* **What this exercise asks**
[A] According to the blog extract's list of positive news, what level did US teen pregnancy, abortion and birth rates reach?
[B] Extend the blog post on fundamentalists and women's sexuality from its final sentence.

* **Extract to read**
Saturday, April 16, 2016

Positive News Items, 4/16/2016



Believe it or not, I am not always full of doom and gloom and bitter anger, even though it could look that way on this here blog.

To provide some balance, here are a few of my favorite recent news items:

1.  This woman is awesome.  And these women are awesome.  And this woman is awesome.

2.  And this man is awesome.

3.  US teen pregnancy, abortion and birth rates reach a forty-year low.

4.   Then cats.  Not news items, but always appropriate in cyberspace:












5. And this blueberry muffin recipe is awesome.  I'd use less sugar, however.

Friday, April 15, 2016

Sex And Sermons: Fundamentalists and Women's Sexuality


A delicious topic:  How fundamentalist religions cope with sexuality in general and with women's sexuality in particular?

The short answer is that all fundamentalist religions frown upon non-reproductive sex, including homosexuality.  They also wish to  take the ownership of a woman's sexuality away from her and assign it to her parents or her husband.  The deeper answer is that those religions want control of all fertility.  Those goals require that women should not be able to control their own reproduction. 

At this point in my writing I feel a strong pull towards discussing how getting more people-in-the-pews or on prayer mats keeps religions powerful and large, how that works against the whole idea of contraception or even non-reproductive sex,  and how it ultimately means that women must be assigned the role of producing babies for the common good but not the role of determining how many or at what intervals.

This time I won't go there.  Instead, I want to look at that fascinating storm of emotions which are revealed when, say, an Islamist preacher argues that the world will end if the sexes are allowed to intermingle at work or in the public sphere.  Why will the world end?  Because such intermingling will cause people to copulate like bunny rabbits, on the streets, in the stores and on the roofs!  Marriage will collapse!  Nobody knows what man sired what child!  Chaos ensues!

See what a frightening and powerful force sexuality is to such a preacher?  It's almost as if the only thing which stops him from participating in such orgies is that women are segregated from men and properly covered up.  One frail wall of fabric is all that keeps the flood of erotic tornadoes at bay.

And the maintenance of that wall of fabric is the duty of women.  Indeed, while all fundamentalist religions want to appropriate women's sexual agency, none of them wish to take any responsibility for the sexual attraction between heterosexual men and women.  That task they see as belonging to women alone.

* **Information supplied**
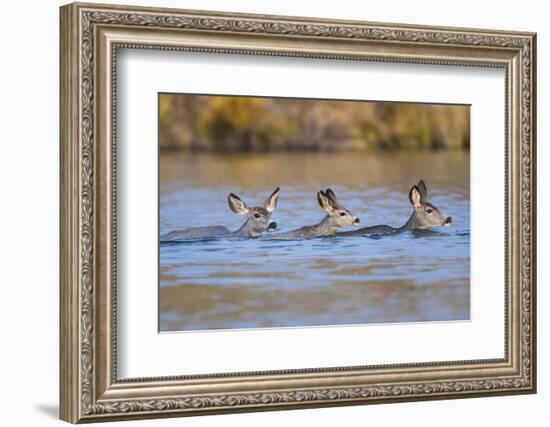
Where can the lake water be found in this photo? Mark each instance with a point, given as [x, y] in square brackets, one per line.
[261, 283]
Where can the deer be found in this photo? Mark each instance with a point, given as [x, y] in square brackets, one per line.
[424, 216]
[337, 216]
[258, 221]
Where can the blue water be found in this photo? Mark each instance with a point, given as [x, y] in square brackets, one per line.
[259, 283]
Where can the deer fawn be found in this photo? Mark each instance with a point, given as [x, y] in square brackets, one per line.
[425, 215]
[258, 220]
[336, 218]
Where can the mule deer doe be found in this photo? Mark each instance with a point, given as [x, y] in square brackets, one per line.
[258, 220]
[425, 215]
[336, 218]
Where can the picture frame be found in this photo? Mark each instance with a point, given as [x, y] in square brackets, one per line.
[90, 389]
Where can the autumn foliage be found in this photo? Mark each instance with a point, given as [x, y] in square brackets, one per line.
[231, 124]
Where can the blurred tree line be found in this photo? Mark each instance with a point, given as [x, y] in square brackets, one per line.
[231, 123]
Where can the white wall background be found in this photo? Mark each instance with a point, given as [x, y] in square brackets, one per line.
[29, 170]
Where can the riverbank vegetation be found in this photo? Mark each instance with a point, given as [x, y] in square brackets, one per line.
[237, 124]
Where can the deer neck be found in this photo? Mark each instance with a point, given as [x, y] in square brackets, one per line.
[410, 224]
[246, 230]
[325, 227]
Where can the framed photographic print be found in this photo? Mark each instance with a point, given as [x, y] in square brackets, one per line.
[264, 212]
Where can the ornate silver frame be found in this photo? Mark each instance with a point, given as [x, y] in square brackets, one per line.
[90, 36]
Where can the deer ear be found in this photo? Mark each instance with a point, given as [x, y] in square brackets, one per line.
[271, 202]
[414, 196]
[237, 205]
[331, 196]
[423, 190]
[325, 202]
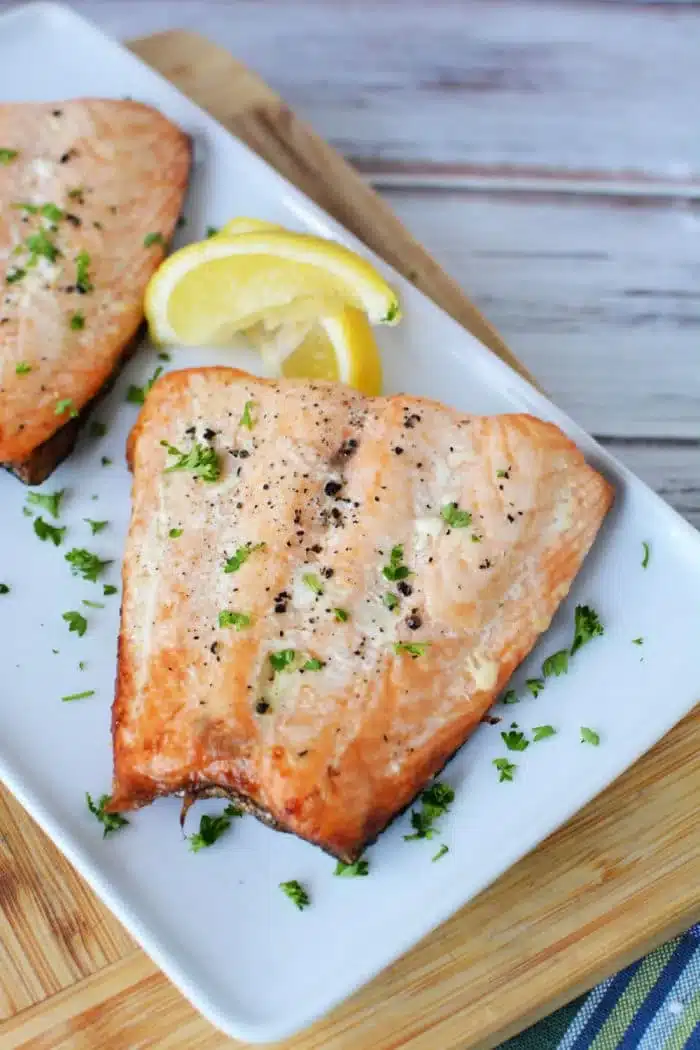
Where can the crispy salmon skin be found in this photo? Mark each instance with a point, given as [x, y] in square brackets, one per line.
[83, 184]
[324, 592]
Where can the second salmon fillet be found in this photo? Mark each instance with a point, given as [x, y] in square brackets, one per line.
[323, 593]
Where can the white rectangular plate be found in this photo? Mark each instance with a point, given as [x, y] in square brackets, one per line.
[216, 921]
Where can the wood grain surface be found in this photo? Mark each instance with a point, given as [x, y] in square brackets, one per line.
[570, 278]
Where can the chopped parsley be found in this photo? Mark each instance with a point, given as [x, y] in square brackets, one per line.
[110, 821]
[83, 282]
[247, 418]
[414, 649]
[313, 583]
[96, 526]
[76, 623]
[587, 626]
[282, 658]
[294, 889]
[590, 736]
[241, 555]
[505, 769]
[200, 460]
[556, 664]
[455, 518]
[211, 828]
[84, 564]
[515, 740]
[49, 501]
[435, 803]
[237, 620]
[66, 405]
[360, 867]
[138, 395]
[46, 531]
[313, 665]
[395, 570]
[78, 696]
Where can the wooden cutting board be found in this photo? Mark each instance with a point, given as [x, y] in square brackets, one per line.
[618, 879]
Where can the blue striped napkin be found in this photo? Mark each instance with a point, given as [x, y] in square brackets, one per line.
[652, 1005]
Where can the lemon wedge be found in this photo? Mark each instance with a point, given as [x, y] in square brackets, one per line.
[207, 292]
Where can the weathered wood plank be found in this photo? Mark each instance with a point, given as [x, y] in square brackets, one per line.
[598, 297]
[525, 85]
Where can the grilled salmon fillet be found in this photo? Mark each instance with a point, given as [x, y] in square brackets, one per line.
[82, 186]
[259, 654]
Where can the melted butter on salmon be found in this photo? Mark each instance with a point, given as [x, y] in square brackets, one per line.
[475, 527]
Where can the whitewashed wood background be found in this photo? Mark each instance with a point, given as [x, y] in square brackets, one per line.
[548, 153]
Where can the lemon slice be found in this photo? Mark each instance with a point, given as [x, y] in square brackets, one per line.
[207, 292]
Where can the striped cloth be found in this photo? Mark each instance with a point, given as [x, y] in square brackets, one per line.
[652, 1005]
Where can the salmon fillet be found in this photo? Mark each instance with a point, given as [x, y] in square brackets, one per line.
[302, 707]
[82, 185]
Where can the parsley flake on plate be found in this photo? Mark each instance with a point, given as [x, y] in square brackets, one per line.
[65, 405]
[455, 518]
[76, 623]
[96, 526]
[360, 867]
[542, 732]
[85, 564]
[556, 664]
[247, 417]
[49, 501]
[200, 460]
[590, 736]
[138, 395]
[435, 803]
[240, 557]
[296, 894]
[46, 531]
[110, 821]
[78, 696]
[505, 769]
[587, 626]
[396, 570]
[515, 740]
[211, 828]
[313, 583]
[237, 620]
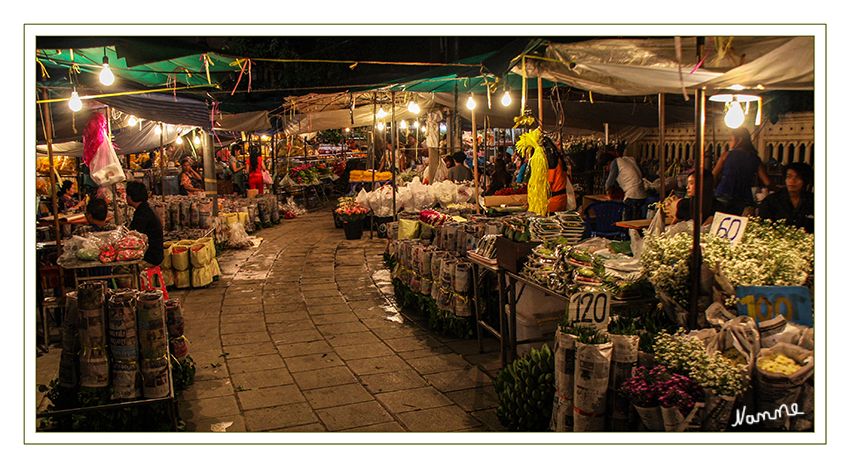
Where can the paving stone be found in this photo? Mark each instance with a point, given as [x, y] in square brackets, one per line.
[412, 399]
[304, 348]
[250, 349]
[337, 396]
[341, 328]
[442, 419]
[362, 351]
[262, 379]
[269, 396]
[210, 388]
[348, 339]
[239, 318]
[289, 326]
[279, 417]
[233, 423]
[255, 363]
[475, 399]
[438, 363]
[333, 308]
[315, 427]
[383, 427]
[312, 362]
[297, 336]
[392, 381]
[412, 343]
[329, 377]
[287, 317]
[243, 327]
[216, 407]
[244, 338]
[352, 416]
[459, 379]
[334, 318]
[377, 365]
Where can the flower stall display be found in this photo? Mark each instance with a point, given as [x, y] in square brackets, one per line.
[769, 254]
[352, 214]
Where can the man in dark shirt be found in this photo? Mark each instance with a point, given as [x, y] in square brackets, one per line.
[795, 202]
[147, 222]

* **Results for the exercise**
[A] A forty-year low.

[B]
Men are viewed as sexually liable to stray** and women are to stop that straying.  Hence the solution to the imaginary storm of random sex the fundamentalists so fear is to make women behave better, to make women the goalkeepers in the game of pre-marital sex (where heterosexual men are expected to try to get the puck in the net and heterosexual women are expected to try to avoid that outcome), to tell women to avoid places where rape and other sexual assault might happen (as John Kasich has just suggested), to tell women to cover up so that the weak men will not fall into sin (did she wear a mini-skirt?  was her hair showing?)

Thus, although the fundamentalists want to control all sexuality and rule out homosexuality altogether, much of their focus is on the control of female sexuality.   Customs such as female genital mutilation (FGM) are to make women less sexual, more faithful wives, less likely to take lovers***. Female masturbation is the most pleasant of roads to hell and dildoes the homes of Satan. 

And then there is the novel idea of sado-masochistic sex as a road to heaven for women, a form of religious female submission turned into the language of pronography [sic], this being one depiction of the kind of sexuality that is seen as acceptable among some believing women of fundamentalism.

When I put all this together (whether it belongs together or not), I get an explanation of women's sexuality inside various fundamentalist movements:

Women should not be active agents in sex, they should be active agents in stopping the kind of sex the fundamentalist fathers don't want them to experience, but otherwise their role should be passive and subject to the control of their kin.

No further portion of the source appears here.